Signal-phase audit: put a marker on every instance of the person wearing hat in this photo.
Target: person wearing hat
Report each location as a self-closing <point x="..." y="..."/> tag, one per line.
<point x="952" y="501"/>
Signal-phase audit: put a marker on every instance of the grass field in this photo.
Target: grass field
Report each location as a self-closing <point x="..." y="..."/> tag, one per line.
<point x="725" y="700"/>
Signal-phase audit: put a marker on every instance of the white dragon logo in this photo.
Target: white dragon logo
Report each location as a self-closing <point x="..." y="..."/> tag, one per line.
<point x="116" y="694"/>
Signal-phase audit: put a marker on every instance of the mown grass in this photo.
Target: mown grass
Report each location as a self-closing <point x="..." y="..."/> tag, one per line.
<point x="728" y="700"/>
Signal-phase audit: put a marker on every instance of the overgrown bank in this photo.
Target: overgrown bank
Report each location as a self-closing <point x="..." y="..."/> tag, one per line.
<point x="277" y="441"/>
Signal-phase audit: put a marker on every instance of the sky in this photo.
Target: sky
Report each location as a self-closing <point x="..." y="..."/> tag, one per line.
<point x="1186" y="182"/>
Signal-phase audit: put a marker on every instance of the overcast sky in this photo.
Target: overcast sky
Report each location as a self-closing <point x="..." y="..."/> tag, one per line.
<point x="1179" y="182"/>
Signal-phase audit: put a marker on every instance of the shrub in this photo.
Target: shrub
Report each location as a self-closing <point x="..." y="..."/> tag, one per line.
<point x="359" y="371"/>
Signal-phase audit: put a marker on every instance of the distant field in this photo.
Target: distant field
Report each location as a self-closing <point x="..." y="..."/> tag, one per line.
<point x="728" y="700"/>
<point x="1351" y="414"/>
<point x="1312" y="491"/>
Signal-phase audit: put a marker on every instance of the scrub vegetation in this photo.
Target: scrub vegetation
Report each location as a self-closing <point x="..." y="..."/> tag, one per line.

# How to complete this task
Each line above should appear again, reproduced exactly.

# Result of the task
Signal-phase audit: put a marker on every instance of the person wearing hat in this photo.
Target: person wearing hat
Report each location as a self-closing <point x="..." y="..."/> tag, one per line.
<point x="952" y="501"/>
Signal-phase audit: put a marker on every instance of the grass field in this photo.
Target: grass field
Report each location as a self-closing <point x="..." y="..."/> tag, one per line.
<point x="725" y="700"/>
Signal-phase audit: put a marker on every instance of the white dragon logo in this photo.
Target: white dragon logo
Report each location as a self-closing <point x="..." y="..."/> tag, one per line.
<point x="116" y="694"/>
Signal-phase audit: put a marker on every instance of the mown grass in this photo.
Target: mown grass
Report each location as a self-closing <point x="..." y="..."/> tag, one per line.
<point x="728" y="700"/>
Signal-phase audit: put a marker on every instance of the overgrown bank in this photo.
Target: overgrown bank
Report each location as a self-closing <point x="..." y="..."/> tag, one per line.
<point x="277" y="441"/>
Signal-phase audit: put a marker on every instance of the sky in this photo.
Target: sky
Report each location as a self-closing <point x="..." y="..."/> tag, one per line.
<point x="1186" y="182"/>
Signal-phase audit: put a marker on every instance of the overcast sky in this photo.
Target: overcast sky
Report each location as a self-closing <point x="..." y="..."/> tag, one per line.
<point x="1179" y="182"/>
Signal-phase audit: put a marker on every instance of the shrub in this photo.
Target: shrub
Report each location as a self-closing <point x="..." y="..."/> tag, one per line.
<point x="359" y="371"/>
Signal-phase audit: put a marker on every instance of the distant field in this photo.
Target: distant field
Report each location as a self-closing <point x="..." y="..."/> tag, one per line.
<point x="728" y="700"/>
<point x="1351" y="414"/>
<point x="1312" y="491"/>
Signal-phase audit: put a marker on every instance of the scrub vegetation in this photo.
Target: scrub vegetation
Report each location as a self-closing <point x="..." y="..."/> tag, one per line.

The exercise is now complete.